Some programs also require an entrance exam, most commonly the TEAS or HESI A2. Passing requirements vary by school. Some set minimum scores for each section, while others evaluate overall performance. Check your target programs early so you know which exam to prepare for and what score range they expect.

Application Timelines and Cohort Cycles

Most accelerated programs admit students in multiple cohorts per year, typically fall and spring. At the University of Colorado, for instance, the spring cohort application opens in March and closes in June, with interviews in mid-July and a final decision by late August. The fall cohort application opens in September and closes in January, with decisions by April. Programs that start in August often have January deadlines, meaning you need to have prerequisites, healthcare hours, and exam scores completed months before the program begins.

Planning backward from your target start date is essential. If you still need to finish prerequisite courses, factor in at least one to two semesters of prep work before you can even apply. Many people spend 6 to 12 months completing prerequisites while gaining healthcare experience, then apply for a cohort that starts 6 to 8 months after the application deadline.

What It Costs

Tuition varies dramatically between public and private institutions. At UNC Charlotte, a public university, the estimated total tuition for in-state residents completing the accelerated BSN is roughly $7,800 across four semesters. Non-residents pay closer to $37,000. Private programs can run $50,000 to $100,000 or more.

Tuition isn’t the full picture. Budget for books ($1,000 to $2,400), uniforms, a stethoscope, clinical rotation fees, background checks, drug screenings, vaccines, a physical exam, and various program-specific fees. In your final semester, you’ll also pay for NCLEX review courses (around $350 to $400), the NCLEX application fee, and state licensing costs, which together add several hundred dollars more. These smaller costs accumulate quickly, so plan for $1,500 to $2,000 in miscellaneous expenses beyond tuition and books.

Federal financial aid, including loans, is available for accredited programs. Scholarships from nursing foundations and HRSA grants are also options, but they typically require your program to hold recognized accreditation.

Why Accreditation Is Non-Negotiable

Before committing to any program, verify that it’s accredited by one of the three agencies recognized by the U.S. Department of Education: the Accreditation Commission for Education in Nursing (ACEN, accrediting since 1952), the Commission on Collegiate Nursing Education (CCNE), or the NLN Commission for Nursing Education Accreditation (NLN CNEA). Graduating from an unaccredited program can mean you’re ineligible for federal financial aid, unable to get licensed in some states, and locked out of advanced practice roles entirely. Many states now mandate that nursing programs hold accreditation from an ED-recognized agency. This is not a detail to overlook.

Program Length and What to Expect

Most accelerated BSN programs take 11 to 18 months to complete, though some stretch to 24 months depending on how the curriculum is structured and whether you enter with all prerequisites finished. The pace is intense. You’re covering the same clinical and didactic content as a traditional four-year BSN student, compressed into roughly a third of the time. Classes often run year-round with no summer break, and clinical rotations are woven in from early on.

Working during the program is difficult to impossible. Most programs explicitly advise against it. If you’re planning financially, assume 12 to 18 months of minimal or no income on top of tuition costs.

Outcomes After Graduation

Accelerated BSN graduates perform on par with traditional BSN graduates on the NCLEX-RN licensing exam. At Arkansas State University, accelerated BSN students posted first-time pass rates of 96.7% in 2022, 100% in 2023, 95.2% in 2024, and 100% in 2025. Traditional BSN students at the same institution scored 91% to 98.8% over the same period. This pattern holds broadly: accelerated graduates are not at a disadvantage when it comes to licensure or entering the workforce. Employers generally view accelerated BSN and traditional BSN degrees as equivalent, and both qualify you for the same roles.

## Explore the material:
1. Rewrite the paragraph beginning "Tuition isn't the full picture" from the accelerated BSN text as a short list, keeping its main facts.
2. Reproduce the part of the accelerated BSN text that opens with the words containing "Most accelerated programs" and closes with "the program begins.".

Collection entries:

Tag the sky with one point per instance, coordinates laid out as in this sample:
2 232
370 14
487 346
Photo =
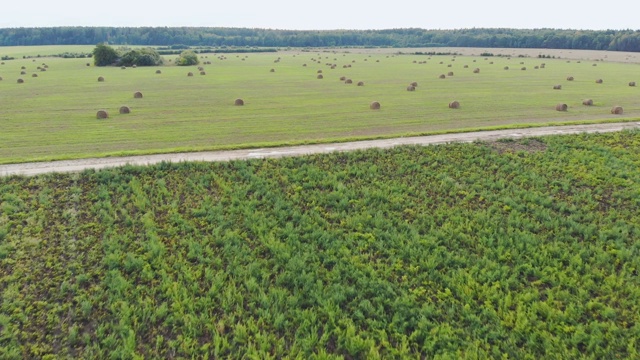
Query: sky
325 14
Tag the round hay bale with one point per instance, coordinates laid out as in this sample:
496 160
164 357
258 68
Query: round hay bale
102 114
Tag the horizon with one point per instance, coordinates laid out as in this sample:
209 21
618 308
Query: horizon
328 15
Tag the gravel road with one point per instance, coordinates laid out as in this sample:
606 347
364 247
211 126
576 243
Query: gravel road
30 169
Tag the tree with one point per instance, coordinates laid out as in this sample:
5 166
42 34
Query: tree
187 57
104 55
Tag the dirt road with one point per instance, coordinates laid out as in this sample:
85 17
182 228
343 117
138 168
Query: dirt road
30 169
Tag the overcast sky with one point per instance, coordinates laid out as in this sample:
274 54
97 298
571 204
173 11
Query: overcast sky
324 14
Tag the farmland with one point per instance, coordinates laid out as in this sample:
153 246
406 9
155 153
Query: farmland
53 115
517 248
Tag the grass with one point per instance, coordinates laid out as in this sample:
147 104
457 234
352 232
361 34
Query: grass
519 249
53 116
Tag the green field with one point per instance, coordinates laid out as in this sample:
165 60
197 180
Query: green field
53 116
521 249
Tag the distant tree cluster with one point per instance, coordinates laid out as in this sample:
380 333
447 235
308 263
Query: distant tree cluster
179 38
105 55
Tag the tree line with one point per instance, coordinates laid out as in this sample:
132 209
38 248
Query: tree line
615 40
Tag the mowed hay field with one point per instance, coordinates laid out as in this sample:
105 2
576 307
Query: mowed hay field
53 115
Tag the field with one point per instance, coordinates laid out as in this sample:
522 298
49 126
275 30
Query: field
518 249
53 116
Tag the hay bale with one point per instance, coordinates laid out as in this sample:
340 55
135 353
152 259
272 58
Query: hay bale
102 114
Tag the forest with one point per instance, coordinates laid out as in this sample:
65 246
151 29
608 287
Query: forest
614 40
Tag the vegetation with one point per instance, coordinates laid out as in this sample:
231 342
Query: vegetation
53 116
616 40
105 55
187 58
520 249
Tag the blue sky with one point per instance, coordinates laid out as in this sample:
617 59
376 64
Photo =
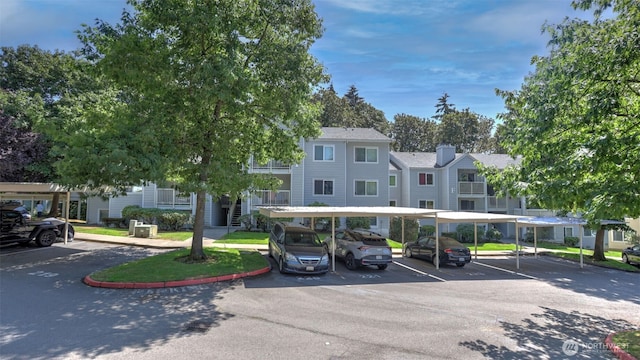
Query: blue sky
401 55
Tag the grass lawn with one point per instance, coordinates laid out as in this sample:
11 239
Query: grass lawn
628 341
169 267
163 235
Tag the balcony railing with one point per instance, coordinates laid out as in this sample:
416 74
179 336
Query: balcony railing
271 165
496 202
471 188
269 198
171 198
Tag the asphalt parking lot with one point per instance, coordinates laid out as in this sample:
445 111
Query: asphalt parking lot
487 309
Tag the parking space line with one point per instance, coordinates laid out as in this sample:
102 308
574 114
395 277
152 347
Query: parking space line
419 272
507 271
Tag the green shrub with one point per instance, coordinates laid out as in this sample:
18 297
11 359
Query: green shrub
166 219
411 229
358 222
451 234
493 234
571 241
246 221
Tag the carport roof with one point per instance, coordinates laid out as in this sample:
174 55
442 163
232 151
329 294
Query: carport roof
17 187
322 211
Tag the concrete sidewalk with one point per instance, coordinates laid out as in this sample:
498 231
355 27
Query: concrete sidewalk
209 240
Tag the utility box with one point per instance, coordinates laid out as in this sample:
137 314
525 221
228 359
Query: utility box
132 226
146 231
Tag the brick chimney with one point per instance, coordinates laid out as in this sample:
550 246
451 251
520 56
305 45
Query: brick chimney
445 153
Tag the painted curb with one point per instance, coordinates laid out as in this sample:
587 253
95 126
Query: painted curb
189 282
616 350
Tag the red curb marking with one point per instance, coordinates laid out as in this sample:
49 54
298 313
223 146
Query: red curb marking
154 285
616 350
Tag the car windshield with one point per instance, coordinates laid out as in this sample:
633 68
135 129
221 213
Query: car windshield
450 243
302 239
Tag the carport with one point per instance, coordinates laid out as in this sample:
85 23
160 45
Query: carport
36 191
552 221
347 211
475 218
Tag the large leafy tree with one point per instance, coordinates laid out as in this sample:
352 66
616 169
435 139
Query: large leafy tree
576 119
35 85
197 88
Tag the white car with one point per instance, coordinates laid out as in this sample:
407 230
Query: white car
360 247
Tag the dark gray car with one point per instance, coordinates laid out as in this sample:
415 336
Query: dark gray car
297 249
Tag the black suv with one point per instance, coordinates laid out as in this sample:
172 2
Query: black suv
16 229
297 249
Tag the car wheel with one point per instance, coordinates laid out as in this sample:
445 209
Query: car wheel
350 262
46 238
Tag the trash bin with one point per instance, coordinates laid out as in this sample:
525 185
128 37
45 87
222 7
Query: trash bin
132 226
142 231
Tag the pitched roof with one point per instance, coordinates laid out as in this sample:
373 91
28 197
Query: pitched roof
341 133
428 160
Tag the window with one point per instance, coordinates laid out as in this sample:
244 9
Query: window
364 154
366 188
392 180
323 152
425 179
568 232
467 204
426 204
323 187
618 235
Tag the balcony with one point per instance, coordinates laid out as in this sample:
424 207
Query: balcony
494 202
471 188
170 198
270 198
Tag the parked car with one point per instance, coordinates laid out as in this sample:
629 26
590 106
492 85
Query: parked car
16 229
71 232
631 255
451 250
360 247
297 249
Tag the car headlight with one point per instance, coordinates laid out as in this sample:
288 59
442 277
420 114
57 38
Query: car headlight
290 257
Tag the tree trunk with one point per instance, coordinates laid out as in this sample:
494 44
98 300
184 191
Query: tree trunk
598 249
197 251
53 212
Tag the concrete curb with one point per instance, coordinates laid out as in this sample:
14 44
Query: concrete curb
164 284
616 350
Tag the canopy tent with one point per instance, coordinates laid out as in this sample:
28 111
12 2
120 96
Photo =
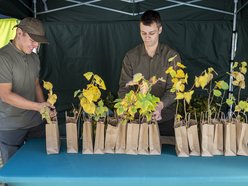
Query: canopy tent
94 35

## Solutions to the problems:
1.
- Books: $1,000 to $2,400
- Other costs: uniforms, a stethoscope, clinical rotation fees, background checks, drug screenings, vaccines, a physical exam and program-specific fees
- Final semester: NCLEX review courses (about $350 to $400), the NCLEX application fee and state licensing costs, together adding several hundred dollars
- Plan for $1,500 to $2,000 in miscellaneous expenses beyond tuition and books

2.
Most accelerated programs admit students in multiple cohorts per year, typically fall and spring. At the University of Colorado, for instance, the spring cohort application opens in March and closes in June, with interviews in mid-July and a final decision by late August. The fall cohort application opens in September and closes in January, with decisions by April. Programs that start in August often have January deadlines, meaning you need to have prerequisites, healthcare hours, and exam scores completed months before the program begins.